Comme une tortue centenaire sous prozac, Bohren & Der Club Of Gore déploie, lentement mais sûrement, avec la sortie de leur nouveau disque toute sa majestueuse et superbe stature. Toute la discographie du groupe y est condensée en un double album, depuis leur premier et pesant Gore Motel sorti en 1994 jusqu’au profond Piano Night de 2014, 16 morceaux carapacés en une longue et molle litanie, langoureuse et suave pour l’éternité qui, si elle n’est ni sordide, ni parfaite, allie l’art et la perfection du taï-chi-chuan transposée à la musique.
Intitulé Bohren For Beginners pour les « nuls », ce double album tout frais sorti chez PIAS Germany est impeccable pour qui n’a jamais osé se confronter à leur musique post-rock jazzy au ton paresseux. B & D peut s’avérer comme une musique dépouillée, pesante voire suffocante, presque squelettique, sans oxygène, au tempo encore plus lent et conservateur que Codeine, moins élaborée que Boards Of Canada et plus simple que Low … bref aucun risque aucun. Tempo musicalement approuvé pour les cardiaques et les bas du cœur !
Pour se mettre dans l’ambiance, tout l’album ressemble au vol d’un planeur à la silhouette grêle dont on ne sait d’où et comment il a bien pu décoller, ni surtout sur quelle piste il a pris son envol pour s’en aller de la sorte. B&D sonne comme le départ d’une musique de Swans ou de Tortoise stoppée nette, figée qui n’aurait jamais su échapper à sa structure primaire. Planeur pâle, envolé sûrement à l’aurore d’un pays au matin calme et brumeux, et qui n’atteindra jamais faute d’élan une quelconque vitesse de croisière. Est-il possible que l’envol soit un jour suivi d’une chute ou d’une redescente ? Pas de si tôt et encore moins pour qu’on nous explique le pourquoi du comment de cet état nuageux et feutré, tout en retenue, sorte de stratocumulus jazzy au calme imposant s’épanouissant parfois en pluie de mousson comme sur les bords du Mékong dans le morceau Dead And Angels, oui ! Ça plane assez loin tout de même ! Là-haut ! Loin, loin.
Pourtant, comme pour une compagnie aérienne narcoleptique, c’est bien le but avoué de B & D de nous transporter psychiquement comme des passagers sous psychotrope puissant. Depuis 20 ans, dans leur tabagie opiacée enfumée d’un brouillard opaque, ce quatuor, puis trio nous concocte cette alchimie bourrée et parsemée de silence(s) juste après une longue et seule note, mais pas n’importe quelle note, cette note parfaite qui n’a besoin d’aucun artifice. On oublie trop souvent qu’une succession de notes rapides n’est pas forcément la panacée, ni souvent très utile et souvent employée a tort et à travers, c’est tout l’art qu’ils veulent nous suggérer au profit de leur musique contemplative poussée jusqu’à la méditation. Une de plus, c’est toujours une de trop.
----------------
■ CONSIGNES DE TRAVAIL
a. D'après la critique sur Bohren & Der Club Of Gore, sous quel titre et chez quel label le double album est-il sorti ?
b. Résumez en deux phrases la critique sur Bohren & Der Club Of Gore.
c. Prolongez la critique sur Bohren & Der Club Of Gore au-delà de sa dernière phrase.

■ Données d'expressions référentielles
----------------
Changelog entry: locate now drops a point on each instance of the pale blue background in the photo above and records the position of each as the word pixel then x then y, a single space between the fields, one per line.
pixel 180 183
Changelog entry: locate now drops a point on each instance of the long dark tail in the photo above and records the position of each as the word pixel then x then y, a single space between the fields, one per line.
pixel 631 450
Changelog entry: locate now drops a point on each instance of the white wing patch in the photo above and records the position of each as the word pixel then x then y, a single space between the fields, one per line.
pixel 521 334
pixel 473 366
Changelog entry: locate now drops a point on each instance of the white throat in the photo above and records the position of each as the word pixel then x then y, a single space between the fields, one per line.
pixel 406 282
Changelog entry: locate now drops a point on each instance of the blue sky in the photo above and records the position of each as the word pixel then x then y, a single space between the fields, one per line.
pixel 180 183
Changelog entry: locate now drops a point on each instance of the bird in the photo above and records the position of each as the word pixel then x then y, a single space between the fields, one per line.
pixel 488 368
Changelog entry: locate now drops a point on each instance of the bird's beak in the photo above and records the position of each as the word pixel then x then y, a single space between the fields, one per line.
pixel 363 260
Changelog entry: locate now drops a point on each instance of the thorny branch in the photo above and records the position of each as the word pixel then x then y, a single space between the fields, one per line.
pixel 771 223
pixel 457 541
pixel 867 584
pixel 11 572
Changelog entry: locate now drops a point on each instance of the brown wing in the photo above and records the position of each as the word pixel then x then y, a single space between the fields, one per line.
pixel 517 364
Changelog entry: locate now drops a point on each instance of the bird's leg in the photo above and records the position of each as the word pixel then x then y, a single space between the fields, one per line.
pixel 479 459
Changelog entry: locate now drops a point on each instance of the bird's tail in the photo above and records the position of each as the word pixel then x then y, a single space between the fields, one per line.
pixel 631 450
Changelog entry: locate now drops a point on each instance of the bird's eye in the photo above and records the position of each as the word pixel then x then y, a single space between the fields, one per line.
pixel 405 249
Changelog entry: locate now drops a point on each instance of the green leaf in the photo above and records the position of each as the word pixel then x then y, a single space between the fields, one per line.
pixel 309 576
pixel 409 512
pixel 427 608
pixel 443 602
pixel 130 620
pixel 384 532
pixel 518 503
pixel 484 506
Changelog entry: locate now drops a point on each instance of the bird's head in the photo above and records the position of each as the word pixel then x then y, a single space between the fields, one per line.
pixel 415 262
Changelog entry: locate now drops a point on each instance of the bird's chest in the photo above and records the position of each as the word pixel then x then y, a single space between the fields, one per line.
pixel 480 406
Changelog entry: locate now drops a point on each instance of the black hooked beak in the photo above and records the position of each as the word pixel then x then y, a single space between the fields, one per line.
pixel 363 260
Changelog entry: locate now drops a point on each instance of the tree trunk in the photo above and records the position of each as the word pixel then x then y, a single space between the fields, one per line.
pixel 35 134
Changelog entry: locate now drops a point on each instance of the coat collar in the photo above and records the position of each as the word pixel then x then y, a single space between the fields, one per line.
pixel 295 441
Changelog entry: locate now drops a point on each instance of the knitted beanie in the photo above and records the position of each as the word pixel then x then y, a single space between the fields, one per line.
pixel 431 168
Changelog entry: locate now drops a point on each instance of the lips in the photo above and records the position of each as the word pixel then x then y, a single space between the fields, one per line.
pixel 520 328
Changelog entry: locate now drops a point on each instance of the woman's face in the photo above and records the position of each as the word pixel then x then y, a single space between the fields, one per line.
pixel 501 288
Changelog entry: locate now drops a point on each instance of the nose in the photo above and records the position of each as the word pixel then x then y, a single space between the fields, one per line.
----------------
■ RÉPONSES DONNÉES
a. Sous le titre Bohren For Beginners, chez PIAS Germany.

b. Avec Bohren For Beginners, double album de 16 morceaux sorti chez PIAS Germany, Bohren & Der Club Of Gore condense toute sa discographie, de Gore Motel (1994) à Piano Night (2014), et s'adresse à qui n'a jamais osé aborder sa musique post-rock jazzy. Cette musique dépouillée et très lente, faite d'une longue note suivie de silences, cherche depuis 20 ans à transporter l'auditeur dans un état contemplatif poussé jusqu'à la méditation.

c.
Allongé par terre comme des mandarins ou comme un crucifix tombé du mur par tant de lassitude, et de leur pipe en bouche bourrée d’opiacés, les Teutons B & D appliquent avec fragilité ce lent mouvement de va et vient, cet art cinétique jouant avec le nerf des instruments au bord du gouffre, la main toujours nonchalante et frêle affleurant les instruments à proximité, comme si un vent fluet suffisait a faire vibrer les cordes, ou le bec des cuivres. Prenant tour a tour leur rôle, le piano électrique joue à la suite du saxophone sur un nid de cordes et violons synthétiques entrecoupé de balais mécaniques rythmiques et c’est parti pour un voyage initiatique où jamais l’être ne revient, parti de presque rien. Secrète et désespérante amertume à la recherche du temps perdu.
A l’époque s’il avait eu connaissance de leur existence, Angelo Badalamenti aurait surement embauché ces garçons pour clôturer la saison de Twin Peaks. On peut toujours se demander comment ces pseudo paraplégiques, proches cousin du paresseux, et pourtant venus du métal, sont parvenus à ce stade extrême de contemplation musicale. On s’attend toujours, au coin d’un morceau, que tout déraille et parte en sucette explosive comme Godspeed You! Black Emperor. Mais non, tous les airs ne sont que calme et sérénité, trio maitrisant parfaitement leur compulsion et réprimé d’instinct sauvage. En tout cas on dirait qu’ils ont atteint un point de non retour et que, sur leur échelle de Richter, pas une seule vibration ne vient perturber la léthargie assumée de l’aiguille.
C’est beau, soigné, jazzy à souhait, parfait pour des soirée hivernales à l’ambiance cosy au coin d’un feu en lisant la courte prose de quelques haïkus japonais jusqu’à extinction du feu aphrodisiaque. Zzzzzzz………..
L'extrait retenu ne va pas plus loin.